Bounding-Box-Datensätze
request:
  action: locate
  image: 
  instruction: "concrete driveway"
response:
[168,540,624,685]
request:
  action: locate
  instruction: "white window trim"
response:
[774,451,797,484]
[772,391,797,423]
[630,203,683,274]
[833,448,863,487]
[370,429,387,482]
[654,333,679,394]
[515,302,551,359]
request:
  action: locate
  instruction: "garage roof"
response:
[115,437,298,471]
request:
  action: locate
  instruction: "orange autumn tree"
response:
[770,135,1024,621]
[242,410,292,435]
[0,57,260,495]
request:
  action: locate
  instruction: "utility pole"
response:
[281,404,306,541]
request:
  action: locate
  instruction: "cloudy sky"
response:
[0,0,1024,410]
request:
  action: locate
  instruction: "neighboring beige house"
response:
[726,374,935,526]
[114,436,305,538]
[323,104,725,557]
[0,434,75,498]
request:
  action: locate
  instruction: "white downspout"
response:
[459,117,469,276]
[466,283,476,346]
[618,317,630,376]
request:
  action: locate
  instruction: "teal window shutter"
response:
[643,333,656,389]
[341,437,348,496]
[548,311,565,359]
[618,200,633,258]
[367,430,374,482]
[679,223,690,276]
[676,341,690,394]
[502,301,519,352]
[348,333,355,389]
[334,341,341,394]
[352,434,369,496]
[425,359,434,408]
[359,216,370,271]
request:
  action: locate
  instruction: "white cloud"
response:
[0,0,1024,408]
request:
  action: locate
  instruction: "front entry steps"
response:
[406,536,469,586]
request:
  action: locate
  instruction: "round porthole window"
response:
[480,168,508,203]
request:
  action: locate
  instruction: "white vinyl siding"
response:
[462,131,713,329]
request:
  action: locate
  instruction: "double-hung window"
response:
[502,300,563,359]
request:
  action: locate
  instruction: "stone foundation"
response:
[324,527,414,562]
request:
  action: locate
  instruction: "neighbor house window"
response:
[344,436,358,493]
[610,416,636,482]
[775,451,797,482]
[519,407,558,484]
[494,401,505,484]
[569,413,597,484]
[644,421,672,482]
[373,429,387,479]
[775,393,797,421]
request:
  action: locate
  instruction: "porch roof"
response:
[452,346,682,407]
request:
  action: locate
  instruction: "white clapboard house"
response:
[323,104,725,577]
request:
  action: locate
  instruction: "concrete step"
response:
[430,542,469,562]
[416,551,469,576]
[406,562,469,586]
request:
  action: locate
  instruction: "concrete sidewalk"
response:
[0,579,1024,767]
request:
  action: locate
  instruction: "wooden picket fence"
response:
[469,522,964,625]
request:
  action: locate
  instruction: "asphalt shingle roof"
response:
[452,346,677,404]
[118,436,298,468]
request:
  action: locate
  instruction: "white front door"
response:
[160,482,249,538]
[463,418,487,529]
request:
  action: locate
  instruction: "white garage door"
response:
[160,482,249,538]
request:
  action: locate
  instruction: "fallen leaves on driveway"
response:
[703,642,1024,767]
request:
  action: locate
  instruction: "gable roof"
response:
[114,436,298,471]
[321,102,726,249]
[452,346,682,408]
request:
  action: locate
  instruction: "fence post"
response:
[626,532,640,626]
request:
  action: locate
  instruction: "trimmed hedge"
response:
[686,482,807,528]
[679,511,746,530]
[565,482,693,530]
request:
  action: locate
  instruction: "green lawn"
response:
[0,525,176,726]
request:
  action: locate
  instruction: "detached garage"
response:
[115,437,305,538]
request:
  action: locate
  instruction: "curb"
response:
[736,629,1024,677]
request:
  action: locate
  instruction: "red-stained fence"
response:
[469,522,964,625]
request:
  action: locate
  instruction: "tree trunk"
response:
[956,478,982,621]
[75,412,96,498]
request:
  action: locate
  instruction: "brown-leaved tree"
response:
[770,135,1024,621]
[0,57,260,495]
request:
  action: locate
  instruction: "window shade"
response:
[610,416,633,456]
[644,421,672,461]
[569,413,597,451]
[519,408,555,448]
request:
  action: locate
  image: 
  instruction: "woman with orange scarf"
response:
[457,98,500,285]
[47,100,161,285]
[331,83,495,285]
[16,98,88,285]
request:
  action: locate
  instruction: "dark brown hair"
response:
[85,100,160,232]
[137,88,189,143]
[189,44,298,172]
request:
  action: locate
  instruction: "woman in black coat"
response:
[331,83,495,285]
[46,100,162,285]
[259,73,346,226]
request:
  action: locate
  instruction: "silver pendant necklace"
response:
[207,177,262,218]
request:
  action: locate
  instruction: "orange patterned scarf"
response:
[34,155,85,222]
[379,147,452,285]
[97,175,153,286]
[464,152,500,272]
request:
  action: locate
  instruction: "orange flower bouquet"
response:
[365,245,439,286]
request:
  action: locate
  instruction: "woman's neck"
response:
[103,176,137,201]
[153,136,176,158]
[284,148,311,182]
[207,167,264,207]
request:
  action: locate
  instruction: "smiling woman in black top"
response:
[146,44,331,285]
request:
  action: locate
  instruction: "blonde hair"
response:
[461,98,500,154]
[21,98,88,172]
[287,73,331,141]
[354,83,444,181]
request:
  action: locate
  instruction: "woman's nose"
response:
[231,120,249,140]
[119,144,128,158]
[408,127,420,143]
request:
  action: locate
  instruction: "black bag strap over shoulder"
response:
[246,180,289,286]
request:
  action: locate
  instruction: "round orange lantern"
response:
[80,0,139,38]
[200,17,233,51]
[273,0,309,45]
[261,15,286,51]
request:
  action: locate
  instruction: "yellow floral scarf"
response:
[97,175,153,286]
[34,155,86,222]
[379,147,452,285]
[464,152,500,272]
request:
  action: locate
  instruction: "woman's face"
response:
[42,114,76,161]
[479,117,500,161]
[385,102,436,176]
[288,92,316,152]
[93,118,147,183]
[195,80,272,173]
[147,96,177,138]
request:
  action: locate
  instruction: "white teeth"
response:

AUFGABE:
Ermitteln Sie die Anzahl der Zeilen oben, in denen die Zeichenkette „door" vorkommt. Geben Sie ausschließlich diese Zahl aus.

LÖSUNG:
2